[Saved entries]
--

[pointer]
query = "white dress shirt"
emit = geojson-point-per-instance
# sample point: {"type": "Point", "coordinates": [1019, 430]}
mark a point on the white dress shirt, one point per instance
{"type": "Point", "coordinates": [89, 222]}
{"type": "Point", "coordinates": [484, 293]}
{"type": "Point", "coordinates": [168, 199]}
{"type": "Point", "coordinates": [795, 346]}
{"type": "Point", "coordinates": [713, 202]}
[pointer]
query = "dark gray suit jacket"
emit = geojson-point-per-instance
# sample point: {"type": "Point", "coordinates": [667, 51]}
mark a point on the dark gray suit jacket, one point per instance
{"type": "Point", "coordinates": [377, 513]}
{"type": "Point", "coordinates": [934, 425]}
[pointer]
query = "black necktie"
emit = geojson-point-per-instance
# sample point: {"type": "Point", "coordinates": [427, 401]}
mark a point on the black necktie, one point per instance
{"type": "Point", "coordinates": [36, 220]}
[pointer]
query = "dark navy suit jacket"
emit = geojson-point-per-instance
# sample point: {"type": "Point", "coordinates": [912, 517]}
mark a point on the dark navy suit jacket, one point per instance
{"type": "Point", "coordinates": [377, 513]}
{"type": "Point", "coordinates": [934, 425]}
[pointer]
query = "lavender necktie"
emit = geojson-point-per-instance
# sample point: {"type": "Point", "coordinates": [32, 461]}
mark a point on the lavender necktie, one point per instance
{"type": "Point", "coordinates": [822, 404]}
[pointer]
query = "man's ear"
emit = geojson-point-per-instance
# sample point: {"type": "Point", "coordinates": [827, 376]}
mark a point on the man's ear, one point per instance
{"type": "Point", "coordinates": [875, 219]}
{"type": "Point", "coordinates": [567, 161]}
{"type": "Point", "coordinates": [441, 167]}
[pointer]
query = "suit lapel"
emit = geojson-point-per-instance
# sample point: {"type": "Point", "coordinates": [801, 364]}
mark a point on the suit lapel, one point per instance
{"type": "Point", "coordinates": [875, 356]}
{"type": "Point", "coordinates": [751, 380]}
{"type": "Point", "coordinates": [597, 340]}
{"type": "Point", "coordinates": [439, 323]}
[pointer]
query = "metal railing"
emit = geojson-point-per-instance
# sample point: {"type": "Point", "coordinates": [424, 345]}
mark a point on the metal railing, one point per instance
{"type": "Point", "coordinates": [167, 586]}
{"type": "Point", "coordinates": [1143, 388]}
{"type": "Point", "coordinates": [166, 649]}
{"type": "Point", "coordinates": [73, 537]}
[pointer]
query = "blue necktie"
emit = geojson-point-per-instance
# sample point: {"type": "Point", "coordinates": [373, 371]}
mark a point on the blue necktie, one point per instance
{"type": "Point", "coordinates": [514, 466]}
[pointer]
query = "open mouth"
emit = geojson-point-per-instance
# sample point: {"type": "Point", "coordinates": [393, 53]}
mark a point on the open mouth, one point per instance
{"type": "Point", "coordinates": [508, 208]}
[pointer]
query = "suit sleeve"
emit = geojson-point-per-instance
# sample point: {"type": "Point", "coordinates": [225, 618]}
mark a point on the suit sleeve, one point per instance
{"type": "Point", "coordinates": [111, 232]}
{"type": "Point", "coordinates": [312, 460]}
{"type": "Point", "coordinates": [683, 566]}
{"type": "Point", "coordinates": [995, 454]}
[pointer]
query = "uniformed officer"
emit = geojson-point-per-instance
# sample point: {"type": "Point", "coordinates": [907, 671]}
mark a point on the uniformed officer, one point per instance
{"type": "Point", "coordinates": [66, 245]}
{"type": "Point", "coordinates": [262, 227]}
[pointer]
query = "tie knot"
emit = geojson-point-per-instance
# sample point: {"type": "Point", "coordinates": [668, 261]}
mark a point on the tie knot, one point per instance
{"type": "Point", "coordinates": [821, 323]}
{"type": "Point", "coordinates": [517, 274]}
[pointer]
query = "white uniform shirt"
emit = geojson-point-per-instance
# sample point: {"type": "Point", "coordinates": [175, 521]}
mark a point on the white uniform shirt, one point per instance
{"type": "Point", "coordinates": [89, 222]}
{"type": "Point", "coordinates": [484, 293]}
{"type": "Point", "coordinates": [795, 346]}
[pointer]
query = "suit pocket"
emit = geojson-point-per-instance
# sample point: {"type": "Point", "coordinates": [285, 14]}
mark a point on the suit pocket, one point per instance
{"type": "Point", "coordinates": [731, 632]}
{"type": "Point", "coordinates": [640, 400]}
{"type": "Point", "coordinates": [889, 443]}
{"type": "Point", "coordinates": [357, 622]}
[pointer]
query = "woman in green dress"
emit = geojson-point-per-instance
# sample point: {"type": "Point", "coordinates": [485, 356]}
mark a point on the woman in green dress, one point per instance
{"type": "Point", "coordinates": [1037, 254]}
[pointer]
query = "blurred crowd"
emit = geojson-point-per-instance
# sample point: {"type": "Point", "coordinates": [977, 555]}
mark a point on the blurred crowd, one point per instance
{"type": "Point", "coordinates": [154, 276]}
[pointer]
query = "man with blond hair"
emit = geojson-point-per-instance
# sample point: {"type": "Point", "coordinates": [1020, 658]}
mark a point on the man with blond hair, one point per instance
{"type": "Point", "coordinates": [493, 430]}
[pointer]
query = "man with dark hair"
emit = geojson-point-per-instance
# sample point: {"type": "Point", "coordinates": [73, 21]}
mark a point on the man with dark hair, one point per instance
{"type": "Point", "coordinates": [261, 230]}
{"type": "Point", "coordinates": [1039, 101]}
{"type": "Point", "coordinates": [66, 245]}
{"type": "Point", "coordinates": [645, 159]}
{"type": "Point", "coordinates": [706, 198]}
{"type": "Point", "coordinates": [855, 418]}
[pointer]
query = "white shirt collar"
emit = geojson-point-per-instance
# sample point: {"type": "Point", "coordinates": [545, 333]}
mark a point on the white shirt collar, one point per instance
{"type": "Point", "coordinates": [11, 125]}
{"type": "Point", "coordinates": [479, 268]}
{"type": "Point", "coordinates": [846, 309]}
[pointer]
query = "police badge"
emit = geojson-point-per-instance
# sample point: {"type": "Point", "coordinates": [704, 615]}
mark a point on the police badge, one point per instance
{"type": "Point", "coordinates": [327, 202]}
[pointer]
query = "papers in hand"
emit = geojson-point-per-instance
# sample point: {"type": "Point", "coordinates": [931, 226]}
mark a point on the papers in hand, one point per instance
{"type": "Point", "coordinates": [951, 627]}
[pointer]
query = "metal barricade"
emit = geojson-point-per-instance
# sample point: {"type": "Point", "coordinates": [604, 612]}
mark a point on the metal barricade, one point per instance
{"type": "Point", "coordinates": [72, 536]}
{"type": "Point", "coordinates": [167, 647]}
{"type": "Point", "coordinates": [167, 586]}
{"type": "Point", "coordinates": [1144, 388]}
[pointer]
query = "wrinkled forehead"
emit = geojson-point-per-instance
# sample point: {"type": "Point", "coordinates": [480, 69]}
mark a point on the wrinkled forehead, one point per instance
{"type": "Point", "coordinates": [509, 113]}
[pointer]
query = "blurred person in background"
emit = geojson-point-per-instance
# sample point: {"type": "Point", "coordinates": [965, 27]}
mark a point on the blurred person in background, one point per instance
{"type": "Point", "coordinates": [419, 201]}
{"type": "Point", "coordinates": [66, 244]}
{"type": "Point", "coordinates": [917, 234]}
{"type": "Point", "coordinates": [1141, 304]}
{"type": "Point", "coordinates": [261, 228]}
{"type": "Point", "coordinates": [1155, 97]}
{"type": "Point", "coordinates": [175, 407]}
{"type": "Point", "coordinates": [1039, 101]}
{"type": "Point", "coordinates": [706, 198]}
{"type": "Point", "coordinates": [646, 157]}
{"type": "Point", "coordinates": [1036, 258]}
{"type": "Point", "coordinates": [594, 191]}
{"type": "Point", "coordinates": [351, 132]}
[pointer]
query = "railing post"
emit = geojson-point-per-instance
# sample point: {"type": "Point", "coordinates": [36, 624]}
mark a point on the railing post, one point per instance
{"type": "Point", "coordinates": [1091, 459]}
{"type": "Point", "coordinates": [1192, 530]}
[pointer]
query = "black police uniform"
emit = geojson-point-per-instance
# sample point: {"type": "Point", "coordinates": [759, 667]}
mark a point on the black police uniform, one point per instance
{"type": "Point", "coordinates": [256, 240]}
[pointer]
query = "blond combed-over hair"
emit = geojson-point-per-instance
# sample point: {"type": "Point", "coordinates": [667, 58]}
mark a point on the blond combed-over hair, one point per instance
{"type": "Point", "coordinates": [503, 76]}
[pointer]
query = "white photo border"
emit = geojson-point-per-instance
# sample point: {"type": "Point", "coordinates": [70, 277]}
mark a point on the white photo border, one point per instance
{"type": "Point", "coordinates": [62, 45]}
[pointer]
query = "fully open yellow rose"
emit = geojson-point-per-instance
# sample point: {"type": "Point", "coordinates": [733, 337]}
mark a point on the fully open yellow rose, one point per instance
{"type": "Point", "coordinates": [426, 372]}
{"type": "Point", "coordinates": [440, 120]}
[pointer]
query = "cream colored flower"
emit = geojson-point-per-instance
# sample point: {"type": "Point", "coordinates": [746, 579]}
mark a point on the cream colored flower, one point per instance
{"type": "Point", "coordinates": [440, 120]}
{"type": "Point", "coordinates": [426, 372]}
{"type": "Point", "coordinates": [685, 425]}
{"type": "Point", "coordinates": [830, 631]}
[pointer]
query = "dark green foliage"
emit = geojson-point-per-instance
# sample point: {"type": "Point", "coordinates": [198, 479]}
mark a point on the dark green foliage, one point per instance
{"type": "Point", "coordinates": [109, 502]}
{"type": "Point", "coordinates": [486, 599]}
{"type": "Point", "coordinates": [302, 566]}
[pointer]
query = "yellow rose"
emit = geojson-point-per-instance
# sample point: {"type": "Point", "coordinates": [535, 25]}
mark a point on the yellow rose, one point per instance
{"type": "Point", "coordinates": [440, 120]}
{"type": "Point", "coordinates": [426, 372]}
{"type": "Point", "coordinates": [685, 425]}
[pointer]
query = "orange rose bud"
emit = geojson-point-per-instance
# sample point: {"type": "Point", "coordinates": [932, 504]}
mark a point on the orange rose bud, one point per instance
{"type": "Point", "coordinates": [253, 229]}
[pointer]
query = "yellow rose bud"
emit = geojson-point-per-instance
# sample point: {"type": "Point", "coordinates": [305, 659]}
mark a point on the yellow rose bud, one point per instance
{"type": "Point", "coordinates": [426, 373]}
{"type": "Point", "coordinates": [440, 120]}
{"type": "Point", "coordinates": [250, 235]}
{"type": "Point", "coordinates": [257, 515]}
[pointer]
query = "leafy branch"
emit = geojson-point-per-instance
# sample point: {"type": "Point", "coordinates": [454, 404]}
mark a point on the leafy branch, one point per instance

--

Among the entries, find every line holding "branch" and return it.

[Result of this exercise]
query = "leafy branch"
mark a point on the leafy branch, one point per instance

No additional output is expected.